WHAT IS ASKED: Recast the rows below as a Markdown table with two columns, No. and Text. Number each row in No., put the row itself in Text, and omit any blank lines.

SOURCE RECORDS:
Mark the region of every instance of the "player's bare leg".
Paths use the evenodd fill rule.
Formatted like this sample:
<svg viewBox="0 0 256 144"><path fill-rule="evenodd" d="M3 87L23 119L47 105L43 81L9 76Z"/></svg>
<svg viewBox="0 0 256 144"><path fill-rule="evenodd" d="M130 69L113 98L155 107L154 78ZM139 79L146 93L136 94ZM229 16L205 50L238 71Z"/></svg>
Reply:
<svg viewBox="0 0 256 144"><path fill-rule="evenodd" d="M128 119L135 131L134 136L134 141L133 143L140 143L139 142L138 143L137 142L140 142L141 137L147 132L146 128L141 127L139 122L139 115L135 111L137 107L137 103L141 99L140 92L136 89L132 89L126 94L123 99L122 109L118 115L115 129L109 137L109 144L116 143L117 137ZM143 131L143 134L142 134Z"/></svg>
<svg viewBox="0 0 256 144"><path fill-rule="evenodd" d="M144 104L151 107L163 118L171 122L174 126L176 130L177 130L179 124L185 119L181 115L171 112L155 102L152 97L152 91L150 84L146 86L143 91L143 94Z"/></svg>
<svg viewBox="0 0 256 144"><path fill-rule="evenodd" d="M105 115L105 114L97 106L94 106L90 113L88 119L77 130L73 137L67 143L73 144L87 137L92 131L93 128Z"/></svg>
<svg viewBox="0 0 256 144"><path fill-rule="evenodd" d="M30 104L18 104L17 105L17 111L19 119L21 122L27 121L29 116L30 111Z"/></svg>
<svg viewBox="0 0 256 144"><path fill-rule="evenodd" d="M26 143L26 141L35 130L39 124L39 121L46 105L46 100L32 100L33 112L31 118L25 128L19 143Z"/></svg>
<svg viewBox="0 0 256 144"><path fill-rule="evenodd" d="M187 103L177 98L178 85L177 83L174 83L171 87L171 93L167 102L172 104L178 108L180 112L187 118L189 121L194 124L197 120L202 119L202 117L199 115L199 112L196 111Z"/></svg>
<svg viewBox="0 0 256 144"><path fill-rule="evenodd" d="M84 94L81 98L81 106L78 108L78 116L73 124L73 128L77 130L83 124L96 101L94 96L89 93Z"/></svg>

EXERCISE RESULT:
| No. | Text |
|---|---|
| 1 | Mark the region of every instance of the "player's bare leg". |
| 2 | Paths use the evenodd fill rule. |
| 3 | Formatted like this sample: |
| 4 | <svg viewBox="0 0 256 144"><path fill-rule="evenodd" d="M3 87L23 119L47 105L43 81L9 76Z"/></svg> |
| 5 | <svg viewBox="0 0 256 144"><path fill-rule="evenodd" d="M130 69L113 98L155 107L154 78ZM139 79L146 93L136 94ZM229 16L205 50L238 71Z"/></svg> |
| 6 | Reply: |
| 7 | <svg viewBox="0 0 256 144"><path fill-rule="evenodd" d="M128 119L135 131L134 136L134 141L133 143L140 143L139 142L138 143L137 142L140 142L141 137L147 132L146 128L141 127L139 122L139 115L135 111L137 107L137 103L141 99L140 92L136 89L132 89L126 94L123 99L122 109L118 115L115 129L109 137L109 144L116 143L117 137ZM143 131L143 134L142 134Z"/></svg> |
| 8 | <svg viewBox="0 0 256 144"><path fill-rule="evenodd" d="M144 104L151 107L163 118L171 122L174 126L176 130L177 130L179 124L185 119L181 115L171 112L155 102L152 97L152 91L150 84L146 86L143 91L143 94Z"/></svg> |
| 9 | <svg viewBox="0 0 256 144"><path fill-rule="evenodd" d="M105 115L105 114L97 106L94 106L90 113L88 119L77 130L73 137L67 143L73 144L87 137L92 131L93 128Z"/></svg> |
| 10 | <svg viewBox="0 0 256 144"><path fill-rule="evenodd" d="M30 104L18 104L17 105L17 111L19 119L21 122L27 121L29 116L30 111Z"/></svg> |
| 11 | <svg viewBox="0 0 256 144"><path fill-rule="evenodd" d="M26 143L26 141L35 130L39 124L39 121L46 105L46 100L32 100L33 112L31 118L25 128L19 143Z"/></svg> |
| 12 | <svg viewBox="0 0 256 144"><path fill-rule="evenodd" d="M187 103L177 98L178 85L177 83L174 83L171 87L171 93L167 102L172 104L178 108L180 112L187 118L189 121L194 124L197 120L202 119L202 117L199 115L199 112L196 111Z"/></svg> |
| 13 | <svg viewBox="0 0 256 144"><path fill-rule="evenodd" d="M84 94L81 98L81 106L78 108L78 116L73 124L73 128L77 130L83 124L96 101L94 96L89 93Z"/></svg> |